Restate the data word for word and leave the images out.

- - - -

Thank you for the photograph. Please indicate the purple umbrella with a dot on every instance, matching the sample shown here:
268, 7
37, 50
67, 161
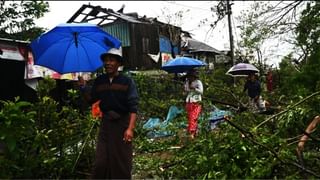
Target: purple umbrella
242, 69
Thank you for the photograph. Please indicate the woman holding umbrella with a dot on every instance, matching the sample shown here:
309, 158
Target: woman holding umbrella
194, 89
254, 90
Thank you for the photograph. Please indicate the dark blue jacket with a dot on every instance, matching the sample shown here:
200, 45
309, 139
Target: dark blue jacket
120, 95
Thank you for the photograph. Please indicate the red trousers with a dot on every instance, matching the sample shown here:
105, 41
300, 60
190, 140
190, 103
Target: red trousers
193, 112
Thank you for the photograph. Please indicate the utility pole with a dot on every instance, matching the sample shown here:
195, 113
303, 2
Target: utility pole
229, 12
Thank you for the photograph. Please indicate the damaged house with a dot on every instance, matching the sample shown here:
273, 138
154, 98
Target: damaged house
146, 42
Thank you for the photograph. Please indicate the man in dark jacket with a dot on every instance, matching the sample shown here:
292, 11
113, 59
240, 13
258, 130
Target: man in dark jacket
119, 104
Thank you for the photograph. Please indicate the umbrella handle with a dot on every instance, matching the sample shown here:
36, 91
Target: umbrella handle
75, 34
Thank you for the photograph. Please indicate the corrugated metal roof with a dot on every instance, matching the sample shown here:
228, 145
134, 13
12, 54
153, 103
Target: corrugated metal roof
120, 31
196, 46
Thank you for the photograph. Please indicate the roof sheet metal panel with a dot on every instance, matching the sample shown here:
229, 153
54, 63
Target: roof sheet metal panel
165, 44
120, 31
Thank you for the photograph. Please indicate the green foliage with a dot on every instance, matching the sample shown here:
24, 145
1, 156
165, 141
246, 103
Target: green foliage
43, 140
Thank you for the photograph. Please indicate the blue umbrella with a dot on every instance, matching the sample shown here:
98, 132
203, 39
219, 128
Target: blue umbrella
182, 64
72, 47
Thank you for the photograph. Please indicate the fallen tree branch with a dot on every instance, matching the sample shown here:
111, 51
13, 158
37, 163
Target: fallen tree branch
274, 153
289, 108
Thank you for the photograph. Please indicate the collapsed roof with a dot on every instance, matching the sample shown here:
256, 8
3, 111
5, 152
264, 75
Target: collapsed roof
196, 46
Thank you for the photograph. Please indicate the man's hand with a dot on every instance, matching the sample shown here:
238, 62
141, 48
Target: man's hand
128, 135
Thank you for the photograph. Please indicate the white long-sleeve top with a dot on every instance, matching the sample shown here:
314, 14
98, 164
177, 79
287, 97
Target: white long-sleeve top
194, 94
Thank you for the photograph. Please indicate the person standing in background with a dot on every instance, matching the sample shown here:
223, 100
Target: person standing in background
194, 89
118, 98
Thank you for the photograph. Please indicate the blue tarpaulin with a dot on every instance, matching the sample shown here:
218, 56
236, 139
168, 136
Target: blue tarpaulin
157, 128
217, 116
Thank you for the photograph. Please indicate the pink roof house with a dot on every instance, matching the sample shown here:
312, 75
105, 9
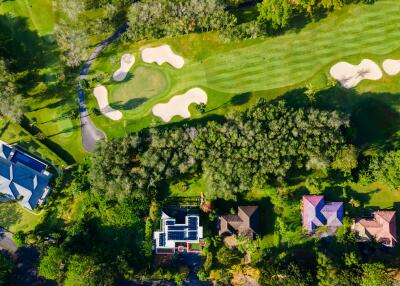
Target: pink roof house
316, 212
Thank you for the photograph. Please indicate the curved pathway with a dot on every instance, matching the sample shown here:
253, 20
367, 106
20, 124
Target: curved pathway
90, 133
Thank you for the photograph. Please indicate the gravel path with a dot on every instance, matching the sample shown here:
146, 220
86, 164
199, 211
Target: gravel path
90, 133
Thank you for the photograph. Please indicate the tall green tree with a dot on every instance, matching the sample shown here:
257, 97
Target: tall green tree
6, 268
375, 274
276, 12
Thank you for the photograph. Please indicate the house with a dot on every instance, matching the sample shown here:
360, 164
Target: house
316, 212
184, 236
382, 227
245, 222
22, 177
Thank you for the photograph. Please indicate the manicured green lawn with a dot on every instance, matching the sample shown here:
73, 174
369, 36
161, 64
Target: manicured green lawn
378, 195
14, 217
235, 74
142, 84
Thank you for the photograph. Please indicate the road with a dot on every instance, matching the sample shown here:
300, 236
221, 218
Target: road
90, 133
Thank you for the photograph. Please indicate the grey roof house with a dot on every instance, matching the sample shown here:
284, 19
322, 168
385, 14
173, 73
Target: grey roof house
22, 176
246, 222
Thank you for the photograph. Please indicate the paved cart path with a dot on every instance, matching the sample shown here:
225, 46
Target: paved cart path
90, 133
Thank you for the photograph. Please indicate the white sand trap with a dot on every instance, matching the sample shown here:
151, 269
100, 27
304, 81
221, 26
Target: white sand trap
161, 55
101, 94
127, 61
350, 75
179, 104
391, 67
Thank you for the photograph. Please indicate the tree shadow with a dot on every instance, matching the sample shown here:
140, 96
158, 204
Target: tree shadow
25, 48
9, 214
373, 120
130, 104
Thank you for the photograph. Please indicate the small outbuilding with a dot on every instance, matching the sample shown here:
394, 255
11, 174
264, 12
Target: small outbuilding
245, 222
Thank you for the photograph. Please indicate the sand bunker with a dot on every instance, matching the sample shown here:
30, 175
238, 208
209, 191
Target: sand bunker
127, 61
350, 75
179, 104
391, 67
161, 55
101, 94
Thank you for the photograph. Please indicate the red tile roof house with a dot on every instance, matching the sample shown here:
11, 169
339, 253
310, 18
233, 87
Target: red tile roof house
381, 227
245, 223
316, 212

- - - -

Correct response:
Thank you for the photograph. Please indicate the purple umbrella with a dot on every instance, matching the sample shown here:
268, 7
37, 50
67, 161
Target: purple umbrella
242, 69
Thank you for the photograph. Please indicate the woman holding umbrella with a dot on every instance, matching the sample shown here:
309, 158
Target: woman holding umbrella
194, 89
254, 90
Thank you for the photograph. Please indicate the dark blue jacket with a dot on every instance, matching the sample shown here:
200, 45
309, 139
Target: dark blue jacket
120, 95
Thank you for the photograph. Please indicate the red trousers with a dot on every instance, matching the sample shown here:
105, 41
300, 60
190, 140
190, 103
Target: red trousers
193, 112
Thank you for the photograph. Please indicate the utility pole with a dot on every instance, matching the sample shown here:
195, 113
303, 2
Target: utility pole
229, 12
Thank you for the photograph. Please indicate the damaged house with a dot on every instance, matching the sample shown here:
273, 138
154, 98
Target: damaged house
146, 42
Thank you for the photograph. Please indicate the man in dark jacket with a dot on every instance, matching the sample shown here:
292, 11
113, 59
240, 13
258, 130
Target: man in dark jacket
119, 104
Thank you for the photograph. Please indicate the umbrella handle with a dot on every instance, matching the sample shown here:
36, 91
Target: umbrella handle
75, 34
Thank you for the photograph. Please indicate the corrugated metal roof with a dot on every instance, matching the sample shown here:
228, 145
134, 13
12, 54
153, 103
Target: corrugated metal roof
120, 31
196, 46
Thank you for the photograph. Please indicate the roof sheet metal panel with a dot on every instance, matching the sample shown here:
229, 153
54, 63
Target: roof sheet metal panel
165, 44
120, 31
Thank you for the photograph. Please indicate the green foliage with a dot on every instance, matching the sample shown here:
24, 145
1, 156
165, 141
246, 103
Target: green foliage
43, 140
Thank you for the photograph. Please indicate the blue umbrella with a dot on every instance, matching the sample shown here:
98, 132
203, 39
219, 128
Target: blue umbrella
182, 64
72, 47
Thank you for the photograph. Please indicate the fallen tree branch with a dot on every instance, matching the sample shown here:
111, 51
13, 158
37, 163
Target: fallen tree branch
274, 153
289, 108
Thank you for the photograph. Please indicate the collapsed roof with a dot on every instance, matching the sample shown here:
256, 8
3, 111
5, 152
264, 75
Target: collapsed roof
196, 46
Thank you for the photograph. Please indicate the man's hand with a dot on every instance, matching the sample shown here:
238, 62
141, 48
Target: man's hand
128, 135
Thank you for the photograph. Please indicate the white long-sleeve top with a dot on every instance, matching the sample shown here:
314, 14
98, 164
177, 79
287, 97
Target: white long-sleeve top
194, 94
Thank you for the photograph. Please indicate the person standing in background with a dot on every instance, matching the sample shown here:
223, 100
Target: person standing in background
194, 89
118, 98
Thank you for the photograph. Please indicate the blue tarpaulin with a dot on every instance, matching the sample shown here:
218, 56
236, 139
168, 136
Target: blue tarpaulin
157, 128
217, 116
Thank you for the photograph. Please indicate the pink roof house with a dot on every instance, matching the sample shown here:
312, 75
105, 9
Target: pink roof house
316, 212
Thank you for the photograph. Please indicate the curved pathway with a dot on every instance, matching the sample shown here:
253, 20
367, 106
20, 124
Target: curved pathway
90, 133
Thank you for the photograph. Please indicate the gravel path with a dot on every instance, matching the sample shown here:
146, 220
86, 164
199, 211
Target: gravel path
90, 133
Thank you for the photograph. Please indicate the tall green tree with a dot on every instance, matching the sample shown here:
257, 97
Target: tall green tree
6, 268
375, 274
276, 12
Thank you for the photograph. Please indicate the house with a dot on every instance, matching the sample shown here:
360, 164
Target: house
316, 212
184, 236
382, 227
245, 222
22, 177
Thank you for the photograph. Please indicate the manicured green lawn with a dot on every instance, matching the sample shown here:
73, 174
369, 36
161, 64
Target: manicured green lawn
378, 195
14, 217
235, 74
142, 84
Thank you for the photograph. Please indicate the road with a dot on every instance, matching the sample shown here:
300, 236
221, 218
Target: road
90, 133
Thank you for the photograph. Please indicate the grey roof house with a dot on every instance, matching the sample shown here:
284, 19
322, 168
385, 14
173, 73
Target: grey roof house
22, 176
246, 222
Thank you for the photograph. Please indicate the paved cart path with a dot on every instance, matching the sample shown here:
225, 46
Target: paved cart path
90, 133
Thank you for the photograph. Please indicate the white sand trap with a dot on every instance, matching the sample shown here:
151, 269
100, 27
304, 81
221, 26
Target: white sand trap
161, 55
101, 94
127, 61
350, 75
179, 104
391, 67
Thank you for the photograph. Please indicate the tree shadow with a dot on every instance, matching the sample shown here:
140, 96
158, 204
Target: tree shadow
25, 48
9, 214
373, 120
130, 104
Thank you for the photograph. Please indicate the small outbuilding with a dot on every instance, matching the sample shown here:
394, 255
11, 174
264, 12
Target: small outbuilding
245, 222
Thank you for the photograph. Please indicate the sand bunker with a dot on every instance, matching the sample shown here:
30, 175
238, 208
209, 191
Target: sand bunker
127, 61
350, 75
179, 104
391, 67
161, 55
101, 94
Thank you for the photograph. Please indicate the red tile roof house with a dot on every instance, matching the sample shown here:
11, 169
339, 253
310, 18
233, 87
Target: red tile roof house
381, 227
245, 223
316, 212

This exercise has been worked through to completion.